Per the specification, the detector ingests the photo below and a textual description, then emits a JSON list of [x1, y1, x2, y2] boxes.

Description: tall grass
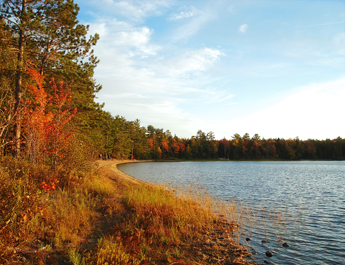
[[0, 158, 255, 265]]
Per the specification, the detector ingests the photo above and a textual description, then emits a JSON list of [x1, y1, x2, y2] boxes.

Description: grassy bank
[[0, 158, 255, 264]]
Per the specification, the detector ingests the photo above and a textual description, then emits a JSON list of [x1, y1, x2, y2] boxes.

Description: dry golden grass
[[0, 159, 255, 265]]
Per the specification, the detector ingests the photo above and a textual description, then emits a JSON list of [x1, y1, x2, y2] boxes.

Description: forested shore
[[0, 0, 345, 264]]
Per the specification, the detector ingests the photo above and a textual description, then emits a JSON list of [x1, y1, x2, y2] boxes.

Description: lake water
[[119, 161, 345, 264]]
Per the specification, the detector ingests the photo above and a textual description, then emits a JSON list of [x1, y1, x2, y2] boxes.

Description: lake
[[119, 161, 345, 264]]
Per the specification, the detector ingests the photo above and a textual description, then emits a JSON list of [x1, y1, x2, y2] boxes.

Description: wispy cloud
[[169, 7, 197, 20], [300, 20, 345, 28], [162, 48, 225, 76], [82, 0, 172, 21], [172, 10, 214, 42], [333, 32, 345, 55], [238, 24, 248, 33]]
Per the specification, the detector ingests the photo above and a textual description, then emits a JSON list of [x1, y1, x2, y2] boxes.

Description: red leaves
[[162, 140, 169, 151], [147, 139, 153, 147], [23, 68, 77, 161], [40, 178, 59, 193]]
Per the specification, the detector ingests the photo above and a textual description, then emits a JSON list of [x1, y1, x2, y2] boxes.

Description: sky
[[75, 0, 345, 140]]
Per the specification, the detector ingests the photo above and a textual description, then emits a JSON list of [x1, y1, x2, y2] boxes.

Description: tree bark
[[14, 0, 26, 156]]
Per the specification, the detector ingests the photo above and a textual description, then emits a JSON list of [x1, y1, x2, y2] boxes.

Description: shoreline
[[96, 159, 258, 265]]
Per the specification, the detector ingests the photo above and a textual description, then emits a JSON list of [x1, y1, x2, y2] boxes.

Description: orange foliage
[[40, 178, 59, 193], [147, 139, 153, 147], [162, 140, 169, 151], [23, 68, 77, 161]]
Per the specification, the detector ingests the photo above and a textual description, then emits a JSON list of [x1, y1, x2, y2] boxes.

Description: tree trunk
[[14, 0, 26, 156]]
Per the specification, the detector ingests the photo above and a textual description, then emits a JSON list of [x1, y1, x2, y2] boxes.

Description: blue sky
[[75, 0, 345, 140]]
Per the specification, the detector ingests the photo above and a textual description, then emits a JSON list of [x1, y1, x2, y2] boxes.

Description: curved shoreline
[[96, 159, 152, 185]]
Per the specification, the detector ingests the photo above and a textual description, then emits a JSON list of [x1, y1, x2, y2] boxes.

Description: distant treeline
[[94, 116, 345, 160], [0, 0, 345, 162]]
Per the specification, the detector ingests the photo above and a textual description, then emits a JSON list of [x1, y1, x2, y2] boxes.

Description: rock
[[265, 251, 273, 258]]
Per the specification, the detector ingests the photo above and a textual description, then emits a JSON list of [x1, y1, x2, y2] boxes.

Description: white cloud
[[333, 32, 345, 55], [214, 78, 345, 140], [166, 48, 225, 75], [169, 7, 197, 20], [172, 11, 214, 42], [90, 19, 160, 57], [238, 24, 248, 33], [82, 0, 172, 20]]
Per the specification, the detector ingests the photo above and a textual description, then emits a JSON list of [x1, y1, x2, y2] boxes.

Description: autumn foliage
[[23, 68, 77, 163]]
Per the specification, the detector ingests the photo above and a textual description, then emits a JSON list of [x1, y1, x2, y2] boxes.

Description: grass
[[0, 158, 255, 265]]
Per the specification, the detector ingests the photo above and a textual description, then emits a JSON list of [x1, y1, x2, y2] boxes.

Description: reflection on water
[[119, 161, 345, 264]]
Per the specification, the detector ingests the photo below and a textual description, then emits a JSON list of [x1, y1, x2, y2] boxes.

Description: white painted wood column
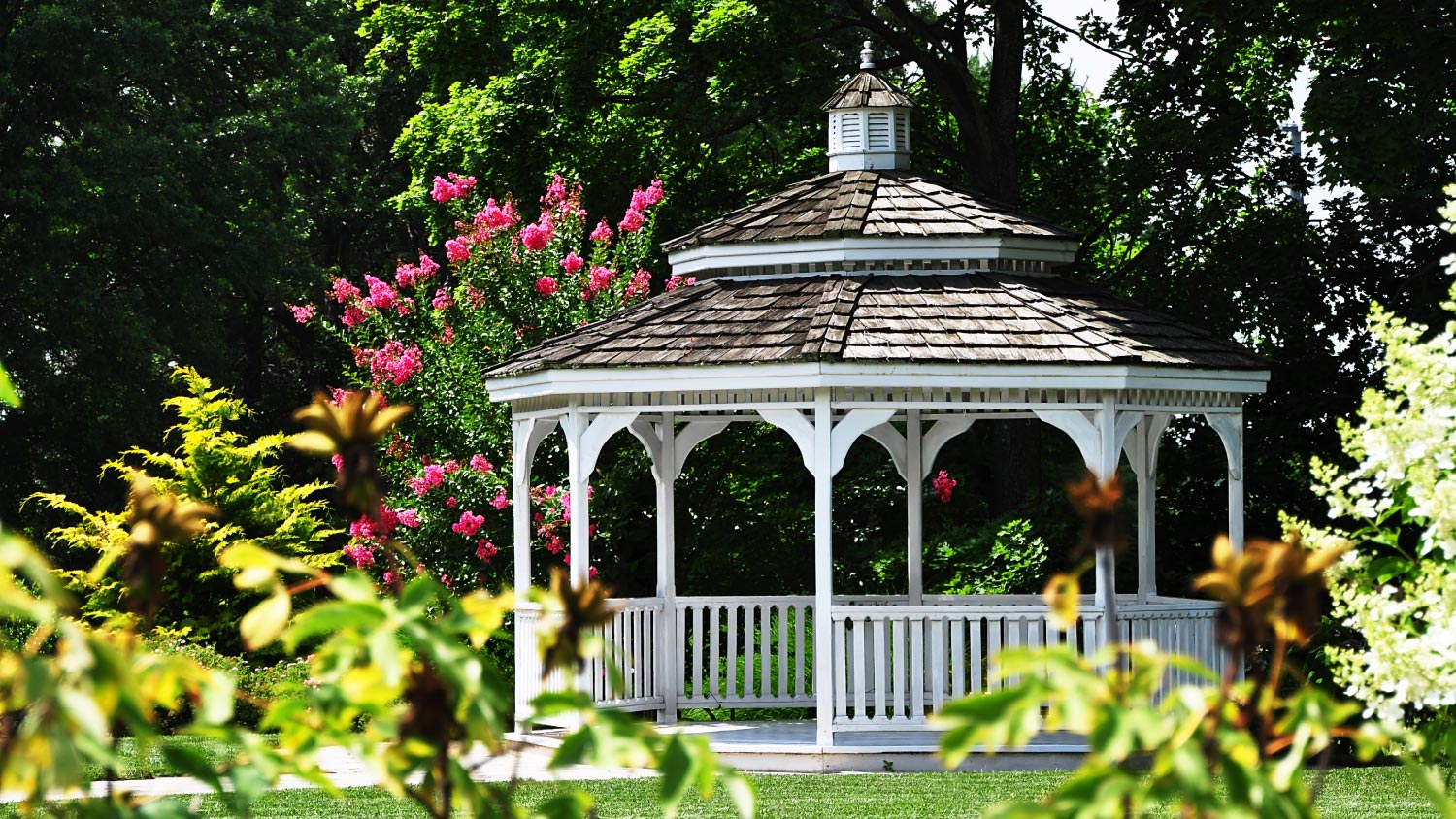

▶ [SET TASK]:
Gather every line of the entries above that contains the word "cloud", matching case exactly.

▶ [SOLUTION TO THE PROBLEM]:
Description: wispy cloud
Description: white cloud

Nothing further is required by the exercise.